**PROMPT:** In the rows below, change every "traffic monitoring" to "road surveillance" and write the rows out again with nothing else altered.

**DATA LINES:**
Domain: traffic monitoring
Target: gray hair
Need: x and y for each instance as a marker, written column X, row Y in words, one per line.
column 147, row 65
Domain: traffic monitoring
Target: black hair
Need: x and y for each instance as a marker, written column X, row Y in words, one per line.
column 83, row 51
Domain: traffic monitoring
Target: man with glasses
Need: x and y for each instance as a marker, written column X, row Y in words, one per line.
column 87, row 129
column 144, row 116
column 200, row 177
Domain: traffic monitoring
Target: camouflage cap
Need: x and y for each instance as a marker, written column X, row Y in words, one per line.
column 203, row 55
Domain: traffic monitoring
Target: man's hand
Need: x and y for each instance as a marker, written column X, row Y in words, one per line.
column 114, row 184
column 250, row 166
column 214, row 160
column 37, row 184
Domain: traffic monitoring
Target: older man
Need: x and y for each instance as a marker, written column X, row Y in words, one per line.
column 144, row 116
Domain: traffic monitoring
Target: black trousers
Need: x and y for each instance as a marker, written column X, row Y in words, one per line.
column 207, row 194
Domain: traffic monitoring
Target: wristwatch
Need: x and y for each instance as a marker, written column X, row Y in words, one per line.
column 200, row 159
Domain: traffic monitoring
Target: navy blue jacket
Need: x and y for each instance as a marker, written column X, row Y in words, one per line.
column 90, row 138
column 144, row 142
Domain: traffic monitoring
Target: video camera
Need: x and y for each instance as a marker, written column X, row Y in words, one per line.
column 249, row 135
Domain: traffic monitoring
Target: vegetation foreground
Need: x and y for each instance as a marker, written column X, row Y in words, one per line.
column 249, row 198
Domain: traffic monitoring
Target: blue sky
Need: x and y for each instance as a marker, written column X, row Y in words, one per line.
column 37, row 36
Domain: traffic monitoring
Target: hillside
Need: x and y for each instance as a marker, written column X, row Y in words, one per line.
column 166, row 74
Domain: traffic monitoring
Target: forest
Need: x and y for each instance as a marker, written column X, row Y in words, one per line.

**ANSWER FOR THE TASK:**
Domain: road surveillance
Target: gray hair
Need: x and y for each instance as a marker, written column X, row Y in words, one per line.
column 147, row 65
Domain: road surveillance
Target: black hair
Need: x and y for each instance as a marker, written column X, row Y in words, one per line.
column 83, row 51
Domain: road surveillance
Target: man with glasses
Need: x and y for each instance as a marker, written column X, row Y in words, one per line.
column 87, row 129
column 144, row 116
column 200, row 177
Domain: road surveillance
Target: camouflage cap
Need: x and y for each instance as a marker, written column X, row Y in words, one per line.
column 203, row 55
Domain: road surveillance
Target: man's hand
Need: x and y for each instance as a marker, written column X, row Y in words, one per line.
column 114, row 184
column 250, row 166
column 214, row 160
column 37, row 184
Domain: road surveillance
Target: older man
Need: x and y for each instance as a marker, written column X, row Y in words, one per line.
column 144, row 116
Domain: road surveillance
Target: black trousers
Need: x and y for each instance as a marker, written column X, row Y in words, one per line.
column 207, row 194
Domain: road surveillance
Target: wristwatch
Need: x and y for each instance as a marker, written column X, row Y in words, one per line.
column 200, row 159
Domain: road surveillance
Target: navy blue jacket
Need: x and y for each instance as a marker, written column X, row Y in words, one per line.
column 90, row 138
column 144, row 142
Domain: road surveillance
Target: video camera
Need: x and y for each instance as a marker, written column X, row Y in words, one per line.
column 249, row 135
Domain: road surveillance
Target: vegetation foreground
Need: x and y for each instance as a marker, written column X, row Y in words, one per line.
column 249, row 198
Domain: road surveillance
Target: blue sky
Need: x and y for each instance as a marker, written column X, row Y in words, one per line.
column 37, row 36
Domain: road surveillance
Target: hillside
Need: x and y for each instance as a marker, written column X, row Y in words, one per line.
column 166, row 74
Domain: road surveillance
Target: forest
Need: x and y for each instance as a marker, written column X, row Y in words, one per line.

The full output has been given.